╔══

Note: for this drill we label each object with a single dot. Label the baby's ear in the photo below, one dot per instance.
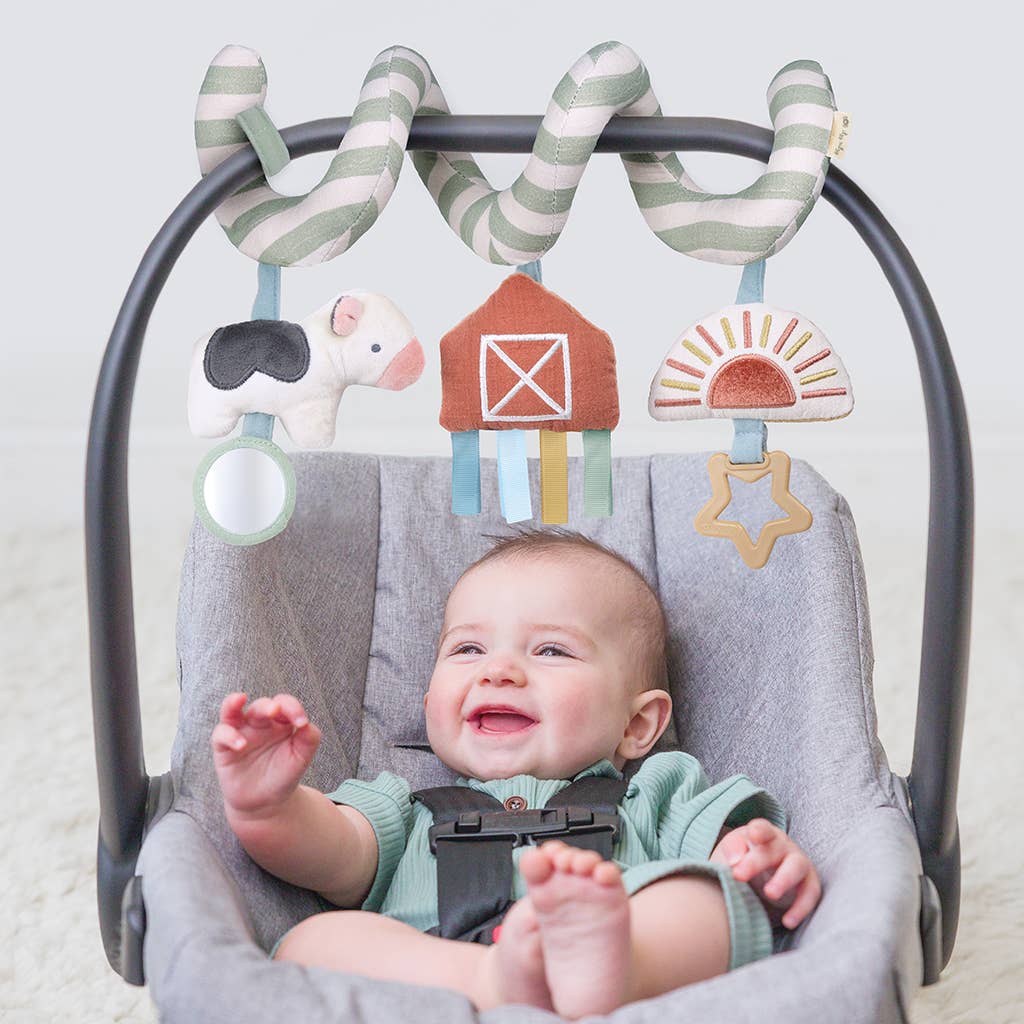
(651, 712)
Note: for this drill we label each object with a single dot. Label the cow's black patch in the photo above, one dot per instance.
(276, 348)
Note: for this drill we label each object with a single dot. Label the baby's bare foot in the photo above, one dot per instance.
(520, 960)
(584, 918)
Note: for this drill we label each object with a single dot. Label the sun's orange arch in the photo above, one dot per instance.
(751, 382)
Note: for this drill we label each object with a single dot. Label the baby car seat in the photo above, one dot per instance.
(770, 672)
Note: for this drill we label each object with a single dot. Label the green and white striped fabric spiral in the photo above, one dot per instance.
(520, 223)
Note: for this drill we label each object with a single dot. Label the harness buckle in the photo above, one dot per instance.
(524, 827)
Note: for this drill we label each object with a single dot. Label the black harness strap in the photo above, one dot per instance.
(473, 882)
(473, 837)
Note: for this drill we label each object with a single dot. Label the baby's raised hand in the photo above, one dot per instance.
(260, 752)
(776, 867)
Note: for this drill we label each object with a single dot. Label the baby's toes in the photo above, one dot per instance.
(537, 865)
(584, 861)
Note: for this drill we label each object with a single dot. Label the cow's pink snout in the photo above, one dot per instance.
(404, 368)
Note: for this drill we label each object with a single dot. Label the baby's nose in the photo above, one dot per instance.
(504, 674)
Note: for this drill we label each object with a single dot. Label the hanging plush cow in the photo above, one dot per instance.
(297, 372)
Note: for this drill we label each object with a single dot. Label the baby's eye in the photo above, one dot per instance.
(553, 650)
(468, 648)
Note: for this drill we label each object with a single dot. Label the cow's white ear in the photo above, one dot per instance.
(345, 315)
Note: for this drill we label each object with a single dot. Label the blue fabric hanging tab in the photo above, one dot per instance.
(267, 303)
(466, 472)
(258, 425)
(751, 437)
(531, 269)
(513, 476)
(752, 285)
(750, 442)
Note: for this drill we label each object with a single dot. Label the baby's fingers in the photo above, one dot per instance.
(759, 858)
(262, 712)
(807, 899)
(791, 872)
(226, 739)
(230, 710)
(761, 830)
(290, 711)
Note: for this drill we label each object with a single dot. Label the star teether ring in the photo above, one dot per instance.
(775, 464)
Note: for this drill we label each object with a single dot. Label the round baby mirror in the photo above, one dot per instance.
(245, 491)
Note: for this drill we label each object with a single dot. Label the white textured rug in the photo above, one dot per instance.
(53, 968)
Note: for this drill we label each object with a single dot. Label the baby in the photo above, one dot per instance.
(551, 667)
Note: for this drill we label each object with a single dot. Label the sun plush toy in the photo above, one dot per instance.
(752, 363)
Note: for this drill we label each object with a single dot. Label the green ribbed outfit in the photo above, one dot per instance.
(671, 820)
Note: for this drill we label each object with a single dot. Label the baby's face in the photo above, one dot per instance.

╚══

TASK INSTRUCTIONS:
Reproduce all of the material above word for word. Omit the pictures.

SOLUTION BELOW:
Note: for this drill we label each object with a single dot. Label the baby's ear in the photo below, one dot per instance.
(651, 712)
Note: for this drill we label each object with a single dot. Label the cow's black patch in the photo above, one dot per instance.
(276, 348)
Note: for this drill we label each object with a single dot. Label the baby's bare foot in the photo above, one dot per instance.
(520, 960)
(584, 918)
Note: for this drill we label each object with a single dot. Label the sun's orange arch in the photo above, one dot per instance.
(751, 382)
Note: for this drill we label each object with a single dot. Label the baby car seat in the photo above, one dot per instance.
(770, 672)
Note: for this drill we label each object with a single dot. Label the green and white striped fabric spiral in the photo above, one dot per instance.
(520, 223)
Note: for this drill we label each object with a single dot. Label the harness buckle in the photo above, one dot per instance.
(524, 827)
Note: for this drill we label each object with a single dot. Label the black harness strap in the photo above, one dot per instance.
(473, 882)
(473, 837)
Note: for this drill we label each object with a single dot. Label the baby's raised hand in the photo above, one dot per instance.
(260, 752)
(776, 867)
Note: for this drill we label each object with a single dot. Label the baby's toes in the photo above, one dot per instance.
(537, 865)
(584, 861)
Note: for this drill we label each object with a single dot. Label the cow's pink snout in the photo above, one dot per instance.
(404, 368)
Note: for this drill we label each object with a single dot. Label the baby's nose in the photo above, one dot per instance.
(504, 674)
Note: for this drill we label each object with a single dot. Label the hanging plush cow in the photo above, one dot per instance.
(297, 372)
Note: for this drill we label each object with a single dot. Label the baby's eye in the photo above, one dot per instance.
(553, 650)
(468, 648)
Note: for this drill we label each object with a single dot. Label the cow's white ear in the photo above, one dot per instance.
(345, 315)
Note: for this drill we label each object with a single dot. Label the blue fabric hanging tab in the photo above, one dot per instance.
(267, 303)
(466, 472)
(258, 425)
(751, 437)
(531, 269)
(513, 476)
(752, 285)
(750, 442)
Note: for this drill we label each object with a single dot. Label the baby's fingers in the photo above, one dot per instance.
(759, 858)
(262, 712)
(807, 899)
(791, 872)
(226, 739)
(230, 710)
(761, 830)
(290, 711)
Note: for this drill we label each object with a single dot. Label the star teether ring in the photo above, one dot per instance.
(775, 464)
Note: for this drill we label each object with a single dot. Label the round baby mirror in the photo above, one dot per instance.
(245, 491)
Note: for this drill we label each object with a single dot. Label the white textured rug in the photo above, one dot per instance.
(53, 968)
Note: for this drill we label each object with a single dot. Label the baby in the photo above, one dot per instance.
(551, 667)
Note: for this drill we label each object with a single dot. Label the sun plush toy in the photo above, one dot per instance.
(752, 363)
Note: for this drill we label each object with a single dot. Label the green ribbed outfit in the photo above, one dot per instance.
(671, 820)
Note: for this drill we label each object with a single dot. Label the baby's face in the photo above, one dot per instance.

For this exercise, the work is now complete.